┌──

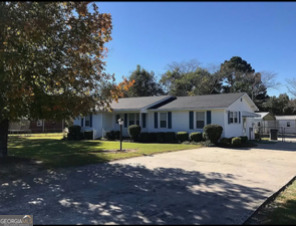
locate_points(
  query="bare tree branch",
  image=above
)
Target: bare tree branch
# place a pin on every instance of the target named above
(268, 79)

└──

_Task brief_
Switch every occurrence of "bare tree branch" in the records to "leafless tree branch" and give the records again, leaving everything else unchanged and omitting the pictures.

_Answer to the exercise_
locate_points(
  query="leafless tree branch",
  image=above
)
Target: leafless tree branch
# place a pin on every instance of the target named above
(268, 79)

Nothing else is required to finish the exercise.